PAGE EXTRACT:
━━━

# Me, too. [childish?]



## Akihiro

I often use 'Me, too.' when someone's statement applies to mine.  But the other day, one of my friends from America said, "it's ok to use it, but it sometimes sounds childish and you don't have to say it often, especially in a formal situation.  Is it always true?


----------



## PaulQ

The important word is "*sometimes*" -> "it *sometimes *sounds childish."
_Is it always true?_-> if it only happens *sometimes *- it cannot happen *always*...


----------



## Akihiro

OK.  Then I change my question.  Is 'Me, too.' a childish phrase?  It may depend on the situation where it is used, but does it sound childish in general?


----------



## Copyright

Akihiro said:


> OK.  Then I change my question.  Is 'Me, too.' a childish phrase?  It may depend on the situation where it is used, but does it sound childish in general?


No, not in general, especially when I use my deep voice. But you don't want to use it a lot.


----------



## Keith Bradford

There are some people who, in the absence of original thoughts, say "Me too" to whatever other people say.  They're called *wannabees *- those who _want to be_ like more successful people.  This in general is a childish attitude.

To express the same meaning but in a more sophisticated way, try alternating with "I quite agree... That's my view entirely... I've had the same experience myself..."

If you find you're saying these phrases more than a few times a day, start questioning your philosophy of life...


----------



## Truffula

I think the childishness is more cultural than linguistic, but the linguistics add to it.  "Me too" is informal and has short words that kids know well, so it's best used in a setting that is informal in nature and, while it's not childish sounding specifically, it can sound childish if said in a formal setting.

The act of saying that something someone else said also applies to you is something young children do as an attention grabbing maneuver.  In general adults have learned not to do that sort of attention grabbing in such obvious ways.  

It might be that in Japanese culture this is a more reassuring thing to say as in it assures the person that they are not the only one.  But in American culture it's more about trying to steal the spotlight.  So that might explain your American friend's reaction.

━━━

WHAT YOU ARE ASKED TO DO:
Decide whether each statement agrees with the thread above about "Me, too." For each, answer yes or no and quote the words from the thread that settle it. 1. Keith Bradford suggests "I quite agree" as a more sophisticated way to express the same meaning. 2. Truffula holds that "Me too" sounds childish in itself. 3. Copyright answers that the phrase sounds childish in general.

DATASET SECTION:

━━━

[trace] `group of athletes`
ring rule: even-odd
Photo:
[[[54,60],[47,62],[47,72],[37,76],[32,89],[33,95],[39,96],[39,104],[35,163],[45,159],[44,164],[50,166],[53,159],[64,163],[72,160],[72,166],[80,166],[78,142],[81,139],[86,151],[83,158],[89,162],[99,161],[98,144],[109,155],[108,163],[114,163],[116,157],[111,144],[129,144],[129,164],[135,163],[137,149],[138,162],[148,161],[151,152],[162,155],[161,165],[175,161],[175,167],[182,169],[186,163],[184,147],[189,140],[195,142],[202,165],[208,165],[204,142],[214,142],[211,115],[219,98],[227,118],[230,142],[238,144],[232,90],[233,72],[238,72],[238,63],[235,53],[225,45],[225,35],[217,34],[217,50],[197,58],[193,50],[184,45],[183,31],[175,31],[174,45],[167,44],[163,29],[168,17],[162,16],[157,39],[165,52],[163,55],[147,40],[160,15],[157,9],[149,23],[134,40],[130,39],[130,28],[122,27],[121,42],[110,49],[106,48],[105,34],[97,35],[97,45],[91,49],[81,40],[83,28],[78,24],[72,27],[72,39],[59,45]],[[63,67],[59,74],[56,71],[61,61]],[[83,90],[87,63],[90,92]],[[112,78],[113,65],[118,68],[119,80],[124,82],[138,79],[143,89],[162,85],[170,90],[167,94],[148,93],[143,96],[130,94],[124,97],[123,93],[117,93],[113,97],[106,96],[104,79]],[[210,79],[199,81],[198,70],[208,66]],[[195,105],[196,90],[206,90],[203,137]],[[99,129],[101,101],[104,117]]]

━━━

FULL ANSWER:
1. Yes: "To express the same meaning but in a more sophisticated way, try alternating with "I quite agree... That's my view entirely... I've had the same experience myself..."" 2. No: "while it's not childish sounding specifically, it can sound childish if said in a formal setting." 3. No: "No, not in general, especially when I use my deep voice."